_Problem_. Report the number of lines in these entries that contain "bridge". Write only the number.

_Extracted material_.
....................

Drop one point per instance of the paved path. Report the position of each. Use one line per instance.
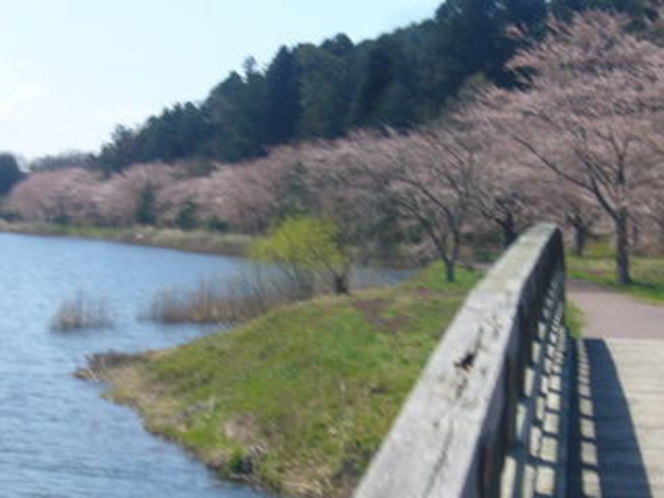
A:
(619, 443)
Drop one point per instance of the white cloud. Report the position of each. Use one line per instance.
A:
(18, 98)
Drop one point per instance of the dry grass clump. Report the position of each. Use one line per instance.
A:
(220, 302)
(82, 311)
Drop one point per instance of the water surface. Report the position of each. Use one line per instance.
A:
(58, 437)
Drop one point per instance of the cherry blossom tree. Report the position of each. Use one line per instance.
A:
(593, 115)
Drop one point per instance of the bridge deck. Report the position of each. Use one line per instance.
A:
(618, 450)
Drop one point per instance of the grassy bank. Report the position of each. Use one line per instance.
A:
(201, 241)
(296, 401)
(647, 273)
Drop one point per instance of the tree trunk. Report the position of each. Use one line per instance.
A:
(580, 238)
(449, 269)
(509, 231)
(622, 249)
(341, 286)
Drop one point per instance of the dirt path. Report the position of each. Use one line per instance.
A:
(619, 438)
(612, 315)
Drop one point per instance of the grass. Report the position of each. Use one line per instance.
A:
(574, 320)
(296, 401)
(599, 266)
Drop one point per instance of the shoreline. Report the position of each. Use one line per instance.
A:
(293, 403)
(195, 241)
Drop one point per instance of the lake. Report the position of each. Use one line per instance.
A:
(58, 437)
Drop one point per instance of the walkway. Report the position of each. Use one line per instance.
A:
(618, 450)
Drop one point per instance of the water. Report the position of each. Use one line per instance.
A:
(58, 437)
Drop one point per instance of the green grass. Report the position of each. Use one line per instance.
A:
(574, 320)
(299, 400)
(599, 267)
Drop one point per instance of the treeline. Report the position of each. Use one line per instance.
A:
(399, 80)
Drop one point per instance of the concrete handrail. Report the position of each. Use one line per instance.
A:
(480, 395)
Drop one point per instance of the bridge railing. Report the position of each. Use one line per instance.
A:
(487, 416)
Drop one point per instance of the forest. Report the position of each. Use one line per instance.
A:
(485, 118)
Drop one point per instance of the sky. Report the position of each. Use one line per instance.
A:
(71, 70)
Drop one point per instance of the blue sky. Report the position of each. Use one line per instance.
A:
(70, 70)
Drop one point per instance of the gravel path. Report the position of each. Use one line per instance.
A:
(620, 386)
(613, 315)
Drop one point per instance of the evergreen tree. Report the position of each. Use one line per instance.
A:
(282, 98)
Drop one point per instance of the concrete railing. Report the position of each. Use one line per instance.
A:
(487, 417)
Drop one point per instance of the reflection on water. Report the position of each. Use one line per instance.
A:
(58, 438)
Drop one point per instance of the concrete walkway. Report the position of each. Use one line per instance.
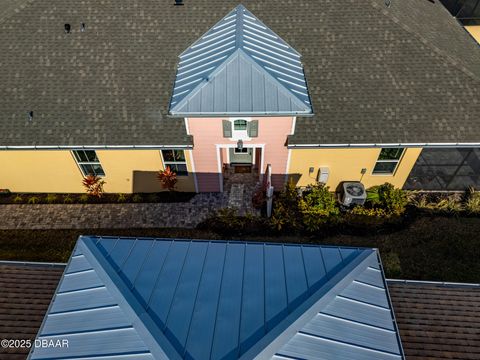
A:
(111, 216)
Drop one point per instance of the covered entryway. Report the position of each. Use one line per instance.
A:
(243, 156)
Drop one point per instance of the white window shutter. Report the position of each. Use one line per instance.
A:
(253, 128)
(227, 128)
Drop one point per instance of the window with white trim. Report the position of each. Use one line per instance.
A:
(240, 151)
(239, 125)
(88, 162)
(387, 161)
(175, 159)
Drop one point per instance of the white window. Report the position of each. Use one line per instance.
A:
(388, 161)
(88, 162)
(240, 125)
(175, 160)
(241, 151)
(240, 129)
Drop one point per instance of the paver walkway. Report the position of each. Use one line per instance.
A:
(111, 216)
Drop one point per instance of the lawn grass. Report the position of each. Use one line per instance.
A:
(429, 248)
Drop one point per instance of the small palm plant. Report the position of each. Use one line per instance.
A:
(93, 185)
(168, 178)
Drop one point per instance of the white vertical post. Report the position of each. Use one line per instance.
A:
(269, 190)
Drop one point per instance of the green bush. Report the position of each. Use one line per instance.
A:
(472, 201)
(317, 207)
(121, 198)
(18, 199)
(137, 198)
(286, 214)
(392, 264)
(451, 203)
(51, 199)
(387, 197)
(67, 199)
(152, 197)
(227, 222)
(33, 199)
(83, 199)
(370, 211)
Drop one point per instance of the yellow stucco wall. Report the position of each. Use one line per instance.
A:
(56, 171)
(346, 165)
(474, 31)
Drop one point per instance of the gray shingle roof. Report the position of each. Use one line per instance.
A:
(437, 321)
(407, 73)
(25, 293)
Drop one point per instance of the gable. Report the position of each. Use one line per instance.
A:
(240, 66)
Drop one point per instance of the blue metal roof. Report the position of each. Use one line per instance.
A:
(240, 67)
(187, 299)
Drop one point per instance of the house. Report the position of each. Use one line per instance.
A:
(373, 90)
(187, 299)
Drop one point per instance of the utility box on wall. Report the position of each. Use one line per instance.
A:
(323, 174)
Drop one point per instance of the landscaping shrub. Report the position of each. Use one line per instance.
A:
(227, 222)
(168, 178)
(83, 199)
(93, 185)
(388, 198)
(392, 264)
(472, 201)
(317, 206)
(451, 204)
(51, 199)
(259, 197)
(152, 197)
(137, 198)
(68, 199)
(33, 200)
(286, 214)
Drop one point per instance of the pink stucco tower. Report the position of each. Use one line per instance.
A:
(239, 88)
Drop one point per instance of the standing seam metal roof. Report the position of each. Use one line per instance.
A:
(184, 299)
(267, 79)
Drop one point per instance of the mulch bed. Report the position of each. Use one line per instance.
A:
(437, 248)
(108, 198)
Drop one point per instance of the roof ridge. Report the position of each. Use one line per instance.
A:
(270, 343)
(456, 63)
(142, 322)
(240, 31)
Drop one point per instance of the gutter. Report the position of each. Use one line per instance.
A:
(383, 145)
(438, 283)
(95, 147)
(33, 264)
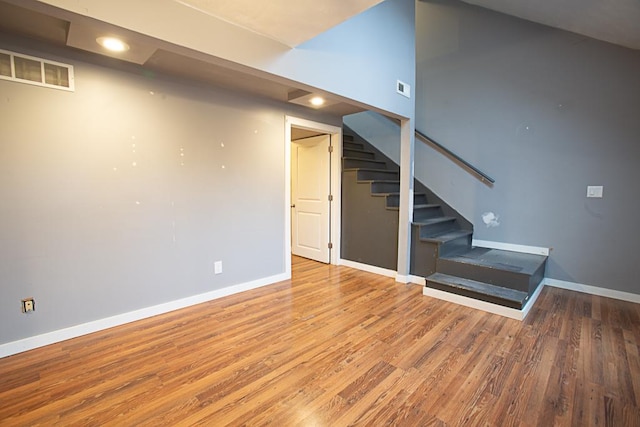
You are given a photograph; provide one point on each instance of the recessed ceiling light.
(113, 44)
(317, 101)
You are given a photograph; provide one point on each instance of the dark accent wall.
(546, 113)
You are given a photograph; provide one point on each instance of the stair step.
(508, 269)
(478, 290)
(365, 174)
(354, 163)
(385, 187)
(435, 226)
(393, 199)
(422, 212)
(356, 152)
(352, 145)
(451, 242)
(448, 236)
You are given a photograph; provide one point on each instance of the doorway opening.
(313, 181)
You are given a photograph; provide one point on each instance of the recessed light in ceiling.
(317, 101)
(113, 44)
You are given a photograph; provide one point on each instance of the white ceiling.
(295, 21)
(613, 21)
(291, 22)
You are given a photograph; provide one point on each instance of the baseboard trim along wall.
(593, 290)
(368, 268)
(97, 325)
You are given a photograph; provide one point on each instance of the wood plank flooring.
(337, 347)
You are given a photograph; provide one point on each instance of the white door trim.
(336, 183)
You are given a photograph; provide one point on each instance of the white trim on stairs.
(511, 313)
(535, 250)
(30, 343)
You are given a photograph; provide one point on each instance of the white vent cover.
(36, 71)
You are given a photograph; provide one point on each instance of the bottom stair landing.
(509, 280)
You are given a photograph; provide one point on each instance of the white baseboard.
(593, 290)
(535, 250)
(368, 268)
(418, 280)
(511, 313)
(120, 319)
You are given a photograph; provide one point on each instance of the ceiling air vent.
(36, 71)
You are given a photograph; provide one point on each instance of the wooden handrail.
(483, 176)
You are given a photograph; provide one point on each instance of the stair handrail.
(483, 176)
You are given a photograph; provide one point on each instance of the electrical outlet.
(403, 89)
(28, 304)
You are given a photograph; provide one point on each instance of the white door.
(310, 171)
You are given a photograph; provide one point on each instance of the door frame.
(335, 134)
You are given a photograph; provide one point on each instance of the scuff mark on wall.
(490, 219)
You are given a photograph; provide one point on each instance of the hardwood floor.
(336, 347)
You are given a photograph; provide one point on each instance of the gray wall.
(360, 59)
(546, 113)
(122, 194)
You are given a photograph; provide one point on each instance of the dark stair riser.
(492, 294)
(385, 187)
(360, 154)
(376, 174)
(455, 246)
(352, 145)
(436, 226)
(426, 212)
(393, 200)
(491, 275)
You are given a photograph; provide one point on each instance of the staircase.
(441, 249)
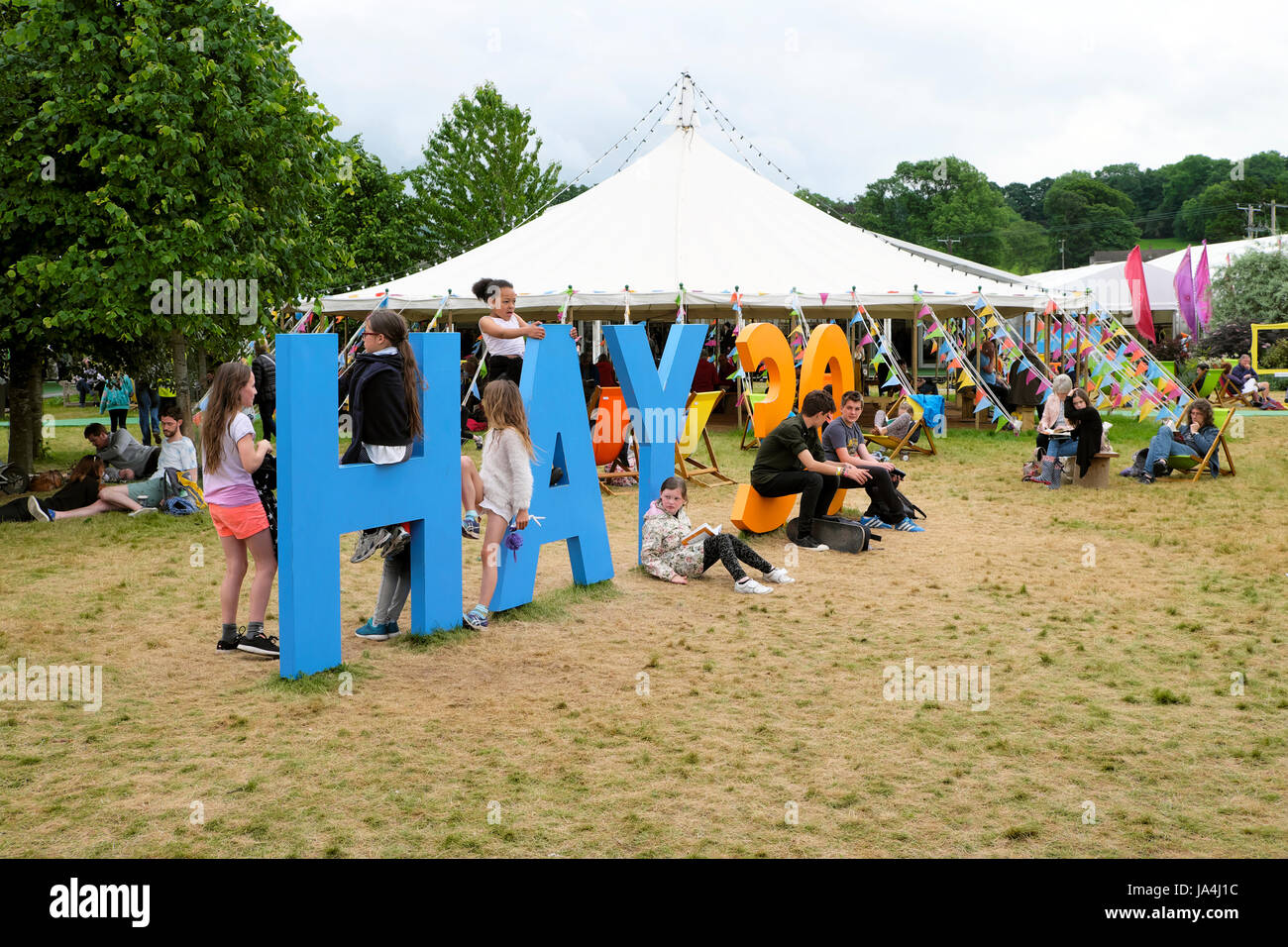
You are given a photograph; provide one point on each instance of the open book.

....................

_Solution to the exercise_. 2